▸ GOAL OF THE EXERCISE: Could you write out all the items below again with "even-odd" swapped for "nonzero" and everything else left unchanged, omitting the pictures?

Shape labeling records
________________

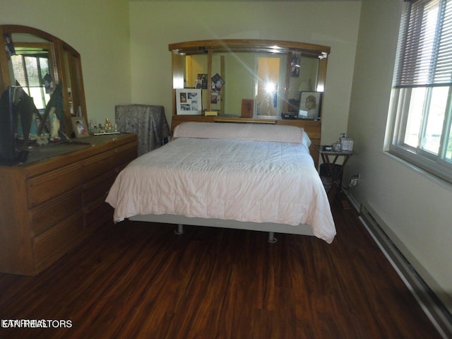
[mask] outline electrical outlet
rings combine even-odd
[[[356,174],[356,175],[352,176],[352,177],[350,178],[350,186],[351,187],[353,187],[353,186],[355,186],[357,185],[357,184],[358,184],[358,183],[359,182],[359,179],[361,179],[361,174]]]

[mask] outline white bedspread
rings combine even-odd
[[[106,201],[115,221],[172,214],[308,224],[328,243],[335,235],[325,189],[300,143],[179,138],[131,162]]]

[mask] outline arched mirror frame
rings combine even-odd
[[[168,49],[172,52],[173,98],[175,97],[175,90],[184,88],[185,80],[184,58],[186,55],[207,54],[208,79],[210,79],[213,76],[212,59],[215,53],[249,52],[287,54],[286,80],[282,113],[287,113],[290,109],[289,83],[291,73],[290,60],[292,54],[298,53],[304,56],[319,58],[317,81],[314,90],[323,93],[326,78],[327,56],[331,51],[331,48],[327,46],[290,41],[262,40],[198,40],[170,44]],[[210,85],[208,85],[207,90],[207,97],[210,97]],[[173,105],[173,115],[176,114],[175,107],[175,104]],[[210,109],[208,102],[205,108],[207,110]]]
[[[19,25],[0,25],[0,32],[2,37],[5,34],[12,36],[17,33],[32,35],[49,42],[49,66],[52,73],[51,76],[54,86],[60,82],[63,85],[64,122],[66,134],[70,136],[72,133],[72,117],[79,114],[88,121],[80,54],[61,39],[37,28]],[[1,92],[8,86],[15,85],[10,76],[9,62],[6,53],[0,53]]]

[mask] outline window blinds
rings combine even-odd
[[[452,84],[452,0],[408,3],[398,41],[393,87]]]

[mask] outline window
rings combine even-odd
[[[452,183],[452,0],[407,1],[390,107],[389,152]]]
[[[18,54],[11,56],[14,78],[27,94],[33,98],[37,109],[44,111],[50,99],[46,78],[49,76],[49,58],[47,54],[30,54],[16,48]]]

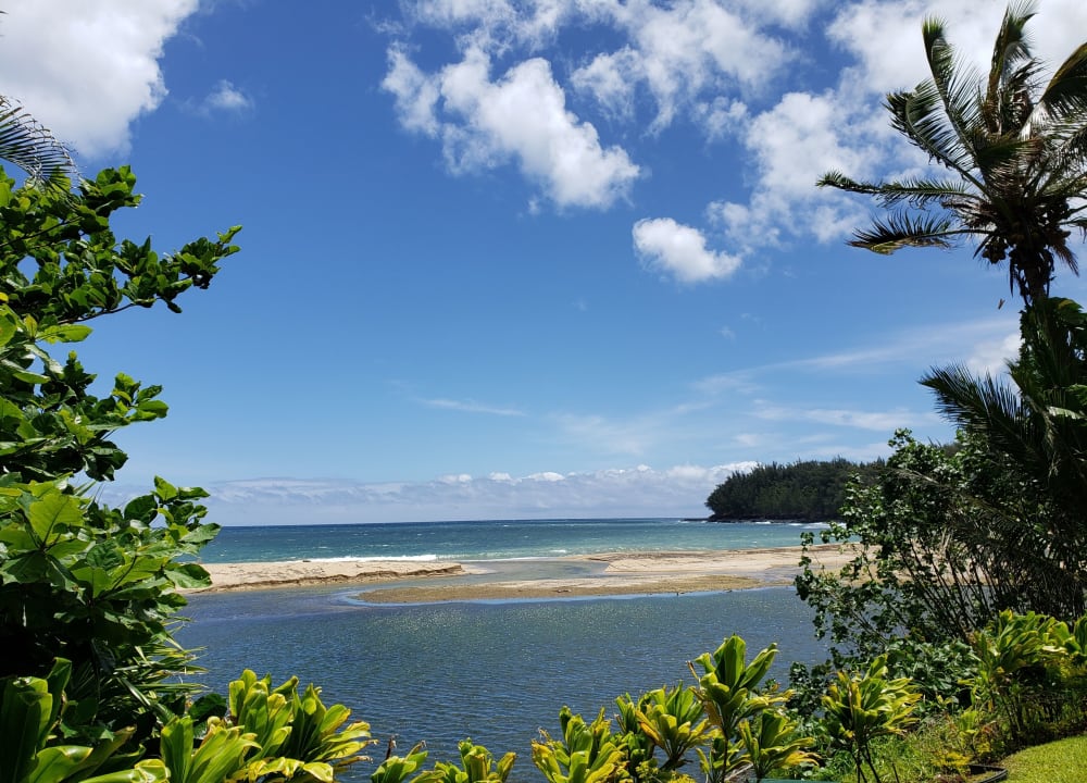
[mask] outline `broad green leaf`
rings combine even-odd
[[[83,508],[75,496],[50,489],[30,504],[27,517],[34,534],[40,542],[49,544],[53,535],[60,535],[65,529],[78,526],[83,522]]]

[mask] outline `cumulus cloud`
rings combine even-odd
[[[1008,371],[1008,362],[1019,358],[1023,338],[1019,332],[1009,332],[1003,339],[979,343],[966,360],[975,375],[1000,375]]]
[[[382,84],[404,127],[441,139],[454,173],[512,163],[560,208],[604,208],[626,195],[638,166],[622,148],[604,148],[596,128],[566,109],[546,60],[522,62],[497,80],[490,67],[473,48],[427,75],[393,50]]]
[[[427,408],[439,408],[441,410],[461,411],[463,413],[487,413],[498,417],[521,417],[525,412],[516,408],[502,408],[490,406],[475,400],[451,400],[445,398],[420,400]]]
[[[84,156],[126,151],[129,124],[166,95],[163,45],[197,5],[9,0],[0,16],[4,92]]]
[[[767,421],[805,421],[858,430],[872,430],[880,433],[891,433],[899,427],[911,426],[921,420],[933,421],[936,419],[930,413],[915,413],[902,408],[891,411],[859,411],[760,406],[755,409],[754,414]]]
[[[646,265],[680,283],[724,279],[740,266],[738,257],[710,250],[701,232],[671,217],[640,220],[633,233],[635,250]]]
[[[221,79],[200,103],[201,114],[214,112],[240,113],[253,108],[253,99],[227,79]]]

________________

▸ ANSWER TO THIS TASK:
[mask] outline electrical outlet
rings combine nonzero
[[[356,174],[356,175],[352,176],[352,177],[350,178],[350,186],[351,187],[353,187],[353,186],[355,186],[357,185],[357,184],[358,184],[358,183],[359,182],[359,179],[361,179],[361,174]]]

[mask] outline white bedspread
rings combine nonzero
[[[106,201],[115,221],[172,214],[308,224],[328,243],[335,235],[325,189],[300,143],[179,138],[131,162]]]

[mask] outline arched mirror frame
rings combine nonzero
[[[168,49],[172,52],[173,98],[175,97],[175,90],[184,88],[185,80],[184,58],[186,55],[207,54],[208,79],[210,79],[213,76],[212,59],[215,53],[249,52],[287,54],[286,80],[282,113],[287,113],[290,109],[289,83],[291,73],[290,60],[292,54],[298,53],[304,56],[319,58],[317,81],[314,90],[323,93],[326,78],[327,56],[331,51],[331,48],[327,46],[290,41],[262,40],[198,40],[170,44]],[[210,85],[208,85],[207,90],[207,97],[210,97]],[[173,105],[173,115],[176,114],[175,107],[175,104]],[[210,109],[208,102],[205,108],[207,110]]]
[[[19,25],[0,25],[0,32],[2,37],[5,34],[12,36],[17,33],[32,35],[49,42],[49,66],[52,73],[51,76],[54,86],[60,82],[63,85],[64,122],[66,134],[70,136],[72,133],[72,117],[79,114],[88,121],[80,54],[61,39],[37,28]],[[1,92],[8,86],[15,85],[10,76],[9,62],[6,53],[0,53]]]

[mask] outline window blinds
rings combine nonzero
[[[452,84],[452,0],[408,3],[398,41],[393,87]]]

[mask] outline window
rings combine nonzero
[[[452,183],[452,0],[407,1],[390,107],[389,152]]]
[[[18,54],[11,56],[14,78],[27,94],[33,98],[37,109],[44,111],[50,99],[46,78],[49,76],[49,58],[47,54],[30,54],[16,48]]]

[mask] outline `broad green leaf`
rings combine nonzero
[[[83,508],[75,496],[50,489],[30,504],[27,517],[34,534],[40,542],[49,544],[53,535],[60,535],[65,529],[78,526],[83,522]]]

[mask] outline `cumulus cloud`
rings combine nonzero
[[[1008,371],[1008,362],[1019,358],[1023,338],[1019,332],[1009,332],[1003,339],[979,343],[966,360],[975,375],[1000,375]]]
[[[382,84],[404,127],[441,139],[454,173],[512,163],[560,208],[604,208],[626,195],[638,166],[622,148],[604,148],[596,128],[566,109],[546,60],[522,62],[497,80],[490,67],[473,48],[427,75],[393,50]]]
[[[427,408],[439,408],[441,410],[461,411],[463,413],[487,413],[498,417],[521,417],[525,412],[516,408],[502,408],[490,406],[475,400],[451,400],[445,398],[420,400]]]
[[[84,156],[126,151],[129,124],[166,95],[163,45],[197,5],[9,0],[0,16],[4,92]]]
[[[767,421],[805,421],[858,430],[872,430],[880,433],[891,433],[899,427],[911,426],[921,420],[933,421],[936,419],[930,413],[915,413],[902,408],[891,411],[859,411],[760,406],[755,409],[754,414]]]
[[[646,265],[680,283],[724,279],[740,266],[738,257],[710,250],[701,232],[671,217],[640,220],[633,233],[635,250]]]
[[[221,79],[200,103],[201,114],[214,112],[240,113],[253,108],[253,99],[227,79]]]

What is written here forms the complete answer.